- **DESCRIPTION OF THE TASK**:
In the listing below, copy out the lines starting with the line that contains "Locate the roof" and going on through the end of the listing. Leave the pictures out of your copy.
★ ★ ★ ★
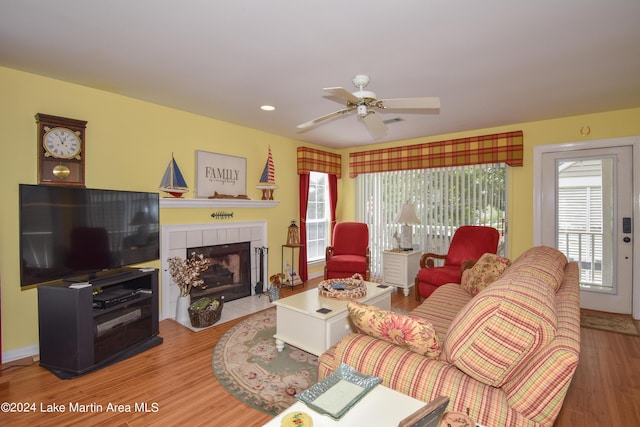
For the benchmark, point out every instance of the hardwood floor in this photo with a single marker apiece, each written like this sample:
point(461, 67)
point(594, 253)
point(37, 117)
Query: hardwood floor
point(176, 382)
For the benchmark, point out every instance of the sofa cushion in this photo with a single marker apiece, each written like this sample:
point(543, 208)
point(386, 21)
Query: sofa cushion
point(352, 263)
point(483, 273)
point(407, 332)
point(441, 307)
point(500, 329)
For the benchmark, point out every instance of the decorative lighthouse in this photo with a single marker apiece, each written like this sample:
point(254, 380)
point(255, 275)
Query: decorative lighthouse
point(268, 179)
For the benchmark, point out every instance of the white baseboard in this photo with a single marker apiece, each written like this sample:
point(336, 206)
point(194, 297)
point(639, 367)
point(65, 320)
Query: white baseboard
point(20, 353)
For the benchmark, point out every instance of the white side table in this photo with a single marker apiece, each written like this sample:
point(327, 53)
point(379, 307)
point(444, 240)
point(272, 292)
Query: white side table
point(399, 268)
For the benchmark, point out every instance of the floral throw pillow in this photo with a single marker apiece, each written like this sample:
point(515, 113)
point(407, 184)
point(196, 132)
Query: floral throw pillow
point(483, 273)
point(408, 332)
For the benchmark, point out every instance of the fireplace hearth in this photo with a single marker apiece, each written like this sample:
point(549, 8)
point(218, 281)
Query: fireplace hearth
point(229, 274)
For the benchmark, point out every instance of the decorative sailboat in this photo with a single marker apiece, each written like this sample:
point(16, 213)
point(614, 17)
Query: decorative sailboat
point(173, 182)
point(267, 180)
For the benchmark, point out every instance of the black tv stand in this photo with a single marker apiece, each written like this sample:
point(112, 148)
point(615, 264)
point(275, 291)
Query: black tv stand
point(78, 336)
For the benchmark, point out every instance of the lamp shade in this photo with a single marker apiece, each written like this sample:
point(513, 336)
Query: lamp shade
point(407, 215)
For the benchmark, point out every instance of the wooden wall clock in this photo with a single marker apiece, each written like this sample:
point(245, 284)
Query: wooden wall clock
point(61, 152)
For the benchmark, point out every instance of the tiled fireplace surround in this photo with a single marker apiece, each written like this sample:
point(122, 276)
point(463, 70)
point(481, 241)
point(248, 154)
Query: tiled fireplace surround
point(177, 238)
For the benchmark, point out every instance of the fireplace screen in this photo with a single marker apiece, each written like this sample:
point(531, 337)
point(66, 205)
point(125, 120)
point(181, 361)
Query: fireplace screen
point(229, 274)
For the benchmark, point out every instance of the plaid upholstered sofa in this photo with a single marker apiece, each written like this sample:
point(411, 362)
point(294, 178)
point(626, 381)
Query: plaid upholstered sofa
point(508, 354)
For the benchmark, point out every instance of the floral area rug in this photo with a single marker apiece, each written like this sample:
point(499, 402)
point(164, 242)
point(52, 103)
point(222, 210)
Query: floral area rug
point(248, 365)
point(609, 322)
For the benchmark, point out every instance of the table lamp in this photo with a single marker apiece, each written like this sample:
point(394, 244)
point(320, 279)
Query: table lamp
point(406, 217)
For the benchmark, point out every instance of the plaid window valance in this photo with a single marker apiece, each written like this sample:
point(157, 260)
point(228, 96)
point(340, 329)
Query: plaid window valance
point(318, 161)
point(498, 148)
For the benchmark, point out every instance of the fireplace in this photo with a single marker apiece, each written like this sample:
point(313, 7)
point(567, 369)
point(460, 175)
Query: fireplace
point(229, 274)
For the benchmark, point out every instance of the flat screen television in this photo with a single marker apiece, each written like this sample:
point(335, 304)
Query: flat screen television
point(78, 234)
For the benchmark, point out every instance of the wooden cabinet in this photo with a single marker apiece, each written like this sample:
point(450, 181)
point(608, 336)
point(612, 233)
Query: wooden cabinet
point(399, 268)
point(84, 327)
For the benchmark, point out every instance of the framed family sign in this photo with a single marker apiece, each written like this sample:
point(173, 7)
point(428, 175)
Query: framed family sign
point(219, 175)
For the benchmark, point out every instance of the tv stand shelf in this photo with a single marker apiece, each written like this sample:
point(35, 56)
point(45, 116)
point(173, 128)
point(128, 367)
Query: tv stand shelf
point(83, 329)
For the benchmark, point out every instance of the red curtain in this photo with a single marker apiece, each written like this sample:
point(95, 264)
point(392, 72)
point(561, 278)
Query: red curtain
point(303, 200)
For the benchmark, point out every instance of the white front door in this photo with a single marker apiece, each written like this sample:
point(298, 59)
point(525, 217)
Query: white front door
point(587, 213)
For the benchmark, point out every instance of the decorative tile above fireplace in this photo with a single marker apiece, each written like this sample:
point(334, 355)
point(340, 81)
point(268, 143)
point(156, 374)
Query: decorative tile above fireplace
point(178, 239)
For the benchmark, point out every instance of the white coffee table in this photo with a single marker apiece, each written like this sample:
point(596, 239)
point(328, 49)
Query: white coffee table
point(299, 324)
point(382, 406)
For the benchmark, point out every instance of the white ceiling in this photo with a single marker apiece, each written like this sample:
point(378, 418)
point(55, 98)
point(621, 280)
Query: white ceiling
point(491, 62)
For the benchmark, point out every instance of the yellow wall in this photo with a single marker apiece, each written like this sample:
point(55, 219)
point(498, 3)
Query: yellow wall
point(613, 124)
point(129, 144)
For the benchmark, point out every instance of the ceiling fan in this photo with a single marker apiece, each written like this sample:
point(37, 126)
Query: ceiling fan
point(364, 103)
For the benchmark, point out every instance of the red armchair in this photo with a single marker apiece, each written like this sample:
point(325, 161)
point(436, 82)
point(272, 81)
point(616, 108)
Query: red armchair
point(350, 251)
point(469, 243)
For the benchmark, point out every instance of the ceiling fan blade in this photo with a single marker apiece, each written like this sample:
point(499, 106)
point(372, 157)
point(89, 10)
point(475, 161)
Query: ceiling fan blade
point(375, 125)
point(342, 93)
point(325, 117)
point(427, 102)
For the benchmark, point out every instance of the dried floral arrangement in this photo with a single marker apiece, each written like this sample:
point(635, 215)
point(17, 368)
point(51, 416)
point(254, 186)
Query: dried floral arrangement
point(186, 272)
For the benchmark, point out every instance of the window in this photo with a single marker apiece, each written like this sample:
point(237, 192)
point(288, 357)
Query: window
point(318, 216)
point(444, 198)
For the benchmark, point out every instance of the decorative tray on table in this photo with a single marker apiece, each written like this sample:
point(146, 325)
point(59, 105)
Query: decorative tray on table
point(339, 392)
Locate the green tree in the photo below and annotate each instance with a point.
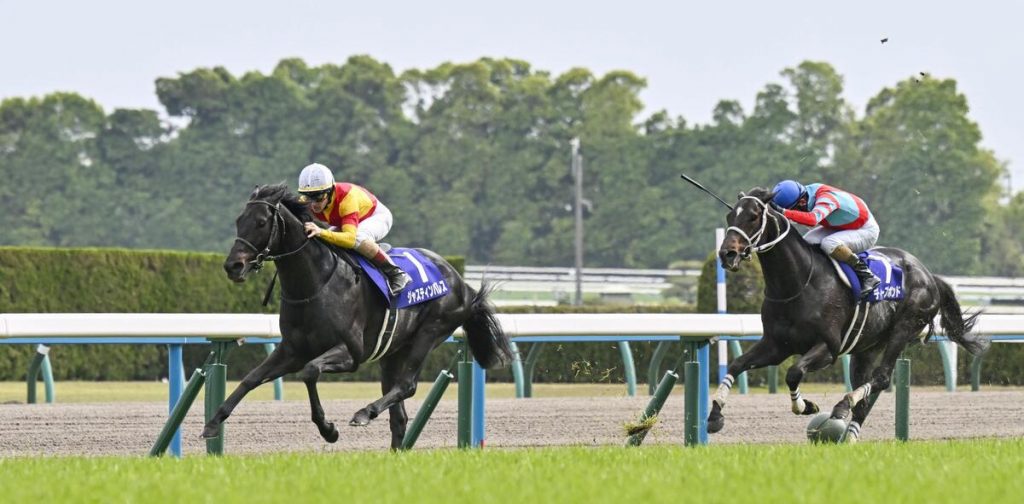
(921, 170)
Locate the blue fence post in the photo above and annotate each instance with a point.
(477, 430)
(175, 384)
(47, 372)
(704, 358)
(629, 368)
(279, 384)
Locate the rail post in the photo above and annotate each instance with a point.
(434, 396)
(902, 380)
(216, 383)
(465, 424)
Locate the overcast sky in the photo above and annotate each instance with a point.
(691, 53)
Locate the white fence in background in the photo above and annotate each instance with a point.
(996, 294)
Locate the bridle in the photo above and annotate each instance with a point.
(753, 244)
(256, 264)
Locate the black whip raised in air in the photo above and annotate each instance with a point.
(701, 187)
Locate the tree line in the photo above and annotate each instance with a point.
(474, 160)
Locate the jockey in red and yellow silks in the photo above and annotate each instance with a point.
(841, 222)
(349, 205)
(356, 218)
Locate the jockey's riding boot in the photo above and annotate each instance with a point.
(867, 279)
(396, 279)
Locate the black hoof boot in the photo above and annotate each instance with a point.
(331, 434)
(715, 419)
(842, 410)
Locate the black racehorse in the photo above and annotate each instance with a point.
(808, 310)
(331, 316)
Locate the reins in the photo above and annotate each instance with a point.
(256, 264)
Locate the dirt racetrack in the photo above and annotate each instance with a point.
(259, 426)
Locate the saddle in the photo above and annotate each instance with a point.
(891, 288)
(427, 280)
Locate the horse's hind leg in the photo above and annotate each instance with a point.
(337, 360)
(764, 352)
(902, 334)
(817, 359)
(280, 363)
(860, 367)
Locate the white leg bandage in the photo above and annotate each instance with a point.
(798, 402)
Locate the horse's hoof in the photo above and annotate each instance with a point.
(332, 434)
(360, 419)
(810, 408)
(715, 424)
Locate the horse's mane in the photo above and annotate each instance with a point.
(279, 193)
(761, 193)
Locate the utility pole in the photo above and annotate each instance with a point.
(578, 176)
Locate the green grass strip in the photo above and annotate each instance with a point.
(978, 471)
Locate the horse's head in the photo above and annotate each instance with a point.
(260, 229)
(747, 226)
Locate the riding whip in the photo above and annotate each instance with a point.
(701, 187)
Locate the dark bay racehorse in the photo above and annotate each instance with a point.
(808, 310)
(331, 316)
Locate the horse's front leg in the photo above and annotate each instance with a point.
(860, 367)
(398, 419)
(817, 358)
(280, 363)
(337, 360)
(881, 376)
(764, 352)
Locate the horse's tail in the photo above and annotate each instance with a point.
(489, 343)
(955, 326)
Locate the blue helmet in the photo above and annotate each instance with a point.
(787, 193)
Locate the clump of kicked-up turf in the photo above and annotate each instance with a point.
(640, 427)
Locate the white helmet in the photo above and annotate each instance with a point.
(315, 178)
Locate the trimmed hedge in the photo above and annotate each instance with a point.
(46, 280)
(1004, 365)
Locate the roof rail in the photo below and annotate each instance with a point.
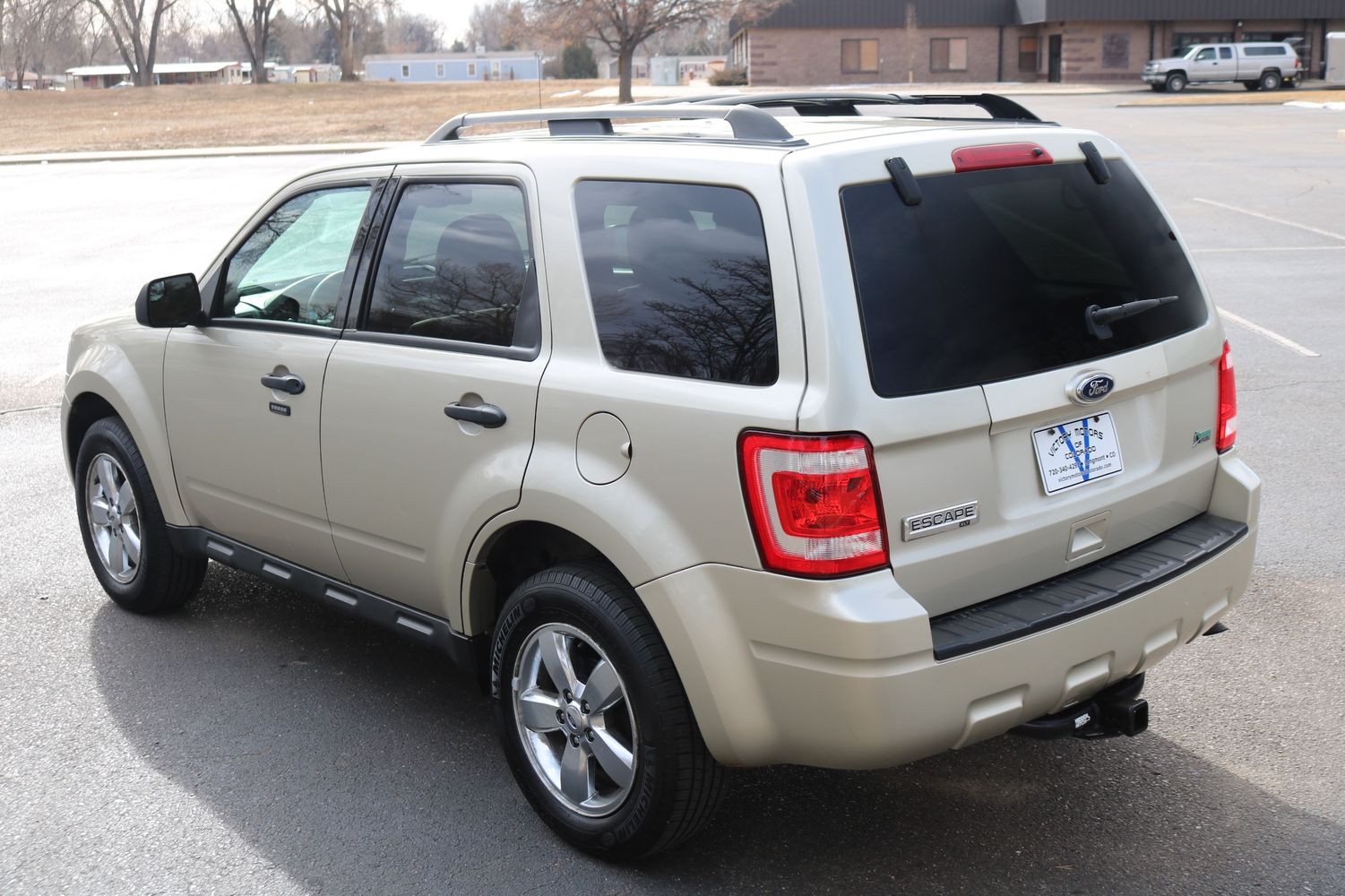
(748, 124)
(824, 102)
★ ★ ★ ★
- **TASK RESPONSE**:
Locate the roof rail in the photo below and annotate each instance with a point.
(748, 124)
(824, 102)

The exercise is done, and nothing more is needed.